## SELECTED EXTRACT

↓

Fetch and install jai_imageio JAR

Fetch and install the Java Advanced Imaging Image I/O Tools.

For AIX, Sun support has the following: "JAI has native acceleration for the above but it also works in pure Java mode. So as long as you have an appropriate JDK for AIX (1.3 or later, I believe), you should be able to use it. You can download any of them, extract just the jars, and put those in your $CLASSPATH."

Download the jai_imageio library version 1.0_01 or 1.1 found at: https://jai-imageio.dev.java.net/binary-builds.html#Stable_builds .

For these filters you do NOT have to worry about the native code, just the JAR, so choose a download for any platform.

Code Block
curl -O http://download.java.net/media/jai-imageio/builds/release/1.1/jai_imageio-1_1-lib-linux-i586.tar.gz
tar xzf jai_imageio-1_1-lib-linux-i586.tar.gz

The preceding example leaves the JAR in jai_imageio-1_1/lib/jai_imageio.jar . Now install it in your local Maven repository, e.g.: (changing the path after file= if necessary)

↑

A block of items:
↓

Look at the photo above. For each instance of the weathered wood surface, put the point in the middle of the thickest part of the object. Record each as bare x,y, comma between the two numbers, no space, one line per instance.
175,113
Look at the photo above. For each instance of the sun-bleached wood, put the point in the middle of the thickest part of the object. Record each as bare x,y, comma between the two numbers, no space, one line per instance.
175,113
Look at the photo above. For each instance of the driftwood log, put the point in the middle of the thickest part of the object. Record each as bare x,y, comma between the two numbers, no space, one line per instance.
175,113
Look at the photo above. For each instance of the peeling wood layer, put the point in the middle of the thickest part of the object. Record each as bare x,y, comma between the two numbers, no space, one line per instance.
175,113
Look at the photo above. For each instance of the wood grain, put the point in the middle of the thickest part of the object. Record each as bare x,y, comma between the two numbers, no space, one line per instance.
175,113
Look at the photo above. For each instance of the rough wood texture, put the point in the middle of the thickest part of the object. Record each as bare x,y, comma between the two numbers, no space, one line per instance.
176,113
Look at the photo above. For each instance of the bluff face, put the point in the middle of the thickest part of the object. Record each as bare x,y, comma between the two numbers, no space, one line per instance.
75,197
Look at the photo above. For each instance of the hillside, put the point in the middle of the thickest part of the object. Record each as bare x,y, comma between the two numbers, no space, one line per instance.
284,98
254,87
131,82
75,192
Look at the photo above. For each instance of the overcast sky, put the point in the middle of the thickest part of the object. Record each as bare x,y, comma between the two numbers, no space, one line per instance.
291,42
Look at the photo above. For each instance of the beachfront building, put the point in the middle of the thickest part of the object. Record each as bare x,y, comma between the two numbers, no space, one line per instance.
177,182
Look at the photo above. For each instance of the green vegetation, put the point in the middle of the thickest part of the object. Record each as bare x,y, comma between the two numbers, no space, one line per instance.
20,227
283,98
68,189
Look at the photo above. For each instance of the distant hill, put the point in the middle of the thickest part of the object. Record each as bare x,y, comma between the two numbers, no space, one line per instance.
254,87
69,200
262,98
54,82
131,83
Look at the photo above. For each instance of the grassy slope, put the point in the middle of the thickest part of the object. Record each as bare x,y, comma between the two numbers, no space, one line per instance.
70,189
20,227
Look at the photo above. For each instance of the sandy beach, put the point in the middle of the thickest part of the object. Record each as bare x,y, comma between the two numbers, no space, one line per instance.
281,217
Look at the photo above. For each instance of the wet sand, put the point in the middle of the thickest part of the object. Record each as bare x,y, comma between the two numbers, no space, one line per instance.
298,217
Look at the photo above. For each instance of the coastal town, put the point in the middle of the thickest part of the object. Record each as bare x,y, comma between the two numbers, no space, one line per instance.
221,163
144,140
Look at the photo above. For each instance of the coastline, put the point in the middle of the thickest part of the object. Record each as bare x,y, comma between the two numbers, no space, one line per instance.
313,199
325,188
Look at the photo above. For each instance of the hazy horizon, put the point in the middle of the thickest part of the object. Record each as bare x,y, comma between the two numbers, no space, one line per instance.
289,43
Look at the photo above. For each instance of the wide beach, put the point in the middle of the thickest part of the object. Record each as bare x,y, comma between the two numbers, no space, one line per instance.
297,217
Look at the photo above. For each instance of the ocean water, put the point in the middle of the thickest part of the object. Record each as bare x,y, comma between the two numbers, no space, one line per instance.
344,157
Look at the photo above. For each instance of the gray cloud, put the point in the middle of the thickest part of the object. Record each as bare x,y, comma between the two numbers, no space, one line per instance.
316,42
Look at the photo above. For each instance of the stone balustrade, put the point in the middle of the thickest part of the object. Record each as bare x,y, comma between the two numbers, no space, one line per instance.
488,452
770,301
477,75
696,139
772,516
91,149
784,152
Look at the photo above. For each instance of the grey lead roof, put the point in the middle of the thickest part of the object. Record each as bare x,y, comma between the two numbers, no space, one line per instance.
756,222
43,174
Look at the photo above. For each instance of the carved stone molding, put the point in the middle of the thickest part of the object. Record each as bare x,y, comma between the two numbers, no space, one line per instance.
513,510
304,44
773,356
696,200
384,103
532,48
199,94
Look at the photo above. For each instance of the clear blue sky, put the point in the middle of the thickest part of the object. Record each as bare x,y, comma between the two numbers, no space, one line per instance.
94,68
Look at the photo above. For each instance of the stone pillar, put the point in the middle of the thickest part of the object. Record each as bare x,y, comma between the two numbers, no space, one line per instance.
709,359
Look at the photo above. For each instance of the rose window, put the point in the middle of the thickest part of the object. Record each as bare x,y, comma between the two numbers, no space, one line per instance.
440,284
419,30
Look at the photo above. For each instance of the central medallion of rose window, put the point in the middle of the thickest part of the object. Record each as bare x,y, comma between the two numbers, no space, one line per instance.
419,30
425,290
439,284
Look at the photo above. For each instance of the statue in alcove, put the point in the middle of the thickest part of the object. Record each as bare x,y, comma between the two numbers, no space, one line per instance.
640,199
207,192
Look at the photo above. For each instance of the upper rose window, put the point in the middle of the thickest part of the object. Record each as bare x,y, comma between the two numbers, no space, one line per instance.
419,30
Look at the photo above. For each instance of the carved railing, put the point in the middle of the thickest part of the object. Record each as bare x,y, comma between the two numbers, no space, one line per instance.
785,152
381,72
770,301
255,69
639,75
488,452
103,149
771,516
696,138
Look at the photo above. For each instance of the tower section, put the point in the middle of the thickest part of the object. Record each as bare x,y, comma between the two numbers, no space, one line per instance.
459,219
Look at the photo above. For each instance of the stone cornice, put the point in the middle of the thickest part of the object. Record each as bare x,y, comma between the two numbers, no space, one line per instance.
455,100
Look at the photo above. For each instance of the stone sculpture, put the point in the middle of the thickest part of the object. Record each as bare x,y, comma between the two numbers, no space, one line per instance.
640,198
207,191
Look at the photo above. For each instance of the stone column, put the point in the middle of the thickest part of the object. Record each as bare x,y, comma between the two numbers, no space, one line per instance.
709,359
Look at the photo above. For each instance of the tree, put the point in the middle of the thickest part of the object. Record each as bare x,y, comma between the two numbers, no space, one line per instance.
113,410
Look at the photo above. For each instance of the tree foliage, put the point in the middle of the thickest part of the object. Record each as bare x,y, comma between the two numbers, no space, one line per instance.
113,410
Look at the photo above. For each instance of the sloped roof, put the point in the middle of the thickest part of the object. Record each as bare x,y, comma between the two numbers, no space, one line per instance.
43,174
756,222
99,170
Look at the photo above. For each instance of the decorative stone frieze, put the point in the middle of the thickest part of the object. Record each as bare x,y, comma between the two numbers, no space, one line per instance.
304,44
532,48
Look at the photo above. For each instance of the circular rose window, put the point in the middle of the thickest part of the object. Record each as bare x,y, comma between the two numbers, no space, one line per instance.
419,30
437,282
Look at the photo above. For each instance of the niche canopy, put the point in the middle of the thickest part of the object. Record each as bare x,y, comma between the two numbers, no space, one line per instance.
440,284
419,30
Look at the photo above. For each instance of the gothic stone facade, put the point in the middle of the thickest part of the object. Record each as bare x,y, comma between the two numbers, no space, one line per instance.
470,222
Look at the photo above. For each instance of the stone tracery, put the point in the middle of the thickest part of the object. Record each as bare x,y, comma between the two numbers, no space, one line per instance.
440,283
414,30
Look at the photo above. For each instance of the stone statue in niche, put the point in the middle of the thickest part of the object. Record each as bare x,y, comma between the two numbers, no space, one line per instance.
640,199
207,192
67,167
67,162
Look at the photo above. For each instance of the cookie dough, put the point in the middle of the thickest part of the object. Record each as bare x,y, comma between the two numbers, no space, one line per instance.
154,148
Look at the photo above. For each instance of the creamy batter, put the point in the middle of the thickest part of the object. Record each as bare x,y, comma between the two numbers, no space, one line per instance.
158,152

↑

## REQUIRED TASKS
[1] Please write out the part of the jai_imageio installation notes from "For AIX, Sun" to "for any platform.".
[2] According to the jai_imageio installation notes, why can the download be for any platform? Answer in one to three sentences.

## EXERCISE ANSWERS
[1]
For AIX, Sun support has the following: "JAI has native acceleration for the above but it also works in pure Java mode. So as long as you have an appropriate JDK for AIX (1.3 or later, I believe), you should be able to use it. You can download any of them, extract just the jars, and put those in your $CLASSPATH."

Download the jai_imageio library version 1.0_01 or 1.1 found at: https://jai-imageio.dev.java.net/binary-builds.html#Stable_builds .

For these filters you do NOT have to worry about the native code, just the JAR, so choose a download for any platform.

[2] For these filters, only the JAR is needed and the native code doesn't matter. So a download for any platform will do.